--- START QUOTED TEXT ---
From March 9 to June 5, 1920, voters of the Democratic Party elected delegates to the 1920 Democratic National Convention, for the purposing of choosing a nominee for president in the 1920 United States presidential election. 

The race for delegates was made under a cloud of uncertainty because the party's two leading names, President Woodrow Wilson and three-time nominee William Jennings Bryan, withheld their intentions; both men privately hoped for the nomination, but neither's name was formally submitted before the voters or the convention as a candidate.

The delegate elections were inconclusive, with Attorney General A. Mitchell Palmer, Treasury Secretary William Gibbs McAdoo, and Ohio governor James A. Cox leading the candidate field. With no clear front-runner, many states withheld their delegates from any one candidate, instead sending an uncommitted slate of delegates or preferring to back a favorite son on the first ballot. At the convention, Cox was ultimately nominated on the forty-fourth ballot.
--- END QUOTED TEXT ---
--- START ENTRIES ---
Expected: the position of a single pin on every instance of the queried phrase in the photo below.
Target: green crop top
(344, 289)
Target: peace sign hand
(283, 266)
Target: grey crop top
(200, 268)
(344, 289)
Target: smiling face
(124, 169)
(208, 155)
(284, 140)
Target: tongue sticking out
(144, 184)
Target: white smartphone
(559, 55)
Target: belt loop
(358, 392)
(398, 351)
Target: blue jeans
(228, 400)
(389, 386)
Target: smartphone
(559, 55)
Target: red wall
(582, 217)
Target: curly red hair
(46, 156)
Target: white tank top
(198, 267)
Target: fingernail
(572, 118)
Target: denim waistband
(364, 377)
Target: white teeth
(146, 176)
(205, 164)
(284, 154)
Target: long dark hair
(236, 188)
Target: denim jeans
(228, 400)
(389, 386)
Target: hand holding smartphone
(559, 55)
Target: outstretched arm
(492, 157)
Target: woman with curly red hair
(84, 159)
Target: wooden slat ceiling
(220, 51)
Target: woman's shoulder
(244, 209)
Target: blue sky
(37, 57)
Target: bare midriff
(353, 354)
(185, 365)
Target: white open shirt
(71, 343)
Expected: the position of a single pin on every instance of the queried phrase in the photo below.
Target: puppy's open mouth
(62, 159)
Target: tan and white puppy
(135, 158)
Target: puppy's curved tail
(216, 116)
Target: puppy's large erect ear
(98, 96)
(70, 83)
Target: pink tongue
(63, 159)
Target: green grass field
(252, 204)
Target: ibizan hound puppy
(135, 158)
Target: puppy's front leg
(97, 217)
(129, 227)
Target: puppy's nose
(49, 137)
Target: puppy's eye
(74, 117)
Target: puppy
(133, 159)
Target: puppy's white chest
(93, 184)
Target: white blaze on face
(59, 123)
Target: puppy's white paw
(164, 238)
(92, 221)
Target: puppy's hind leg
--- END ENTRIES ---
THINGS TO DO ▸
(a) From the passage on the 1920 Democratic primaries, transcribe the portion starting with "From March 9" and going on through "States presidential election.".
(b) In the passage on the 1920 Democratic primaries, on which ballot was James A. Cox nominated at the convention?

TASK ANSWERS ▸
(a)
From March 9 to June 5, 1920, voters of the Democratic Party elected delegates to the 1920 Democratic National Convention, for the purposing of choosing a nominee for president in the 1920 United States presidential election.

(b) The forty-fourth ballot.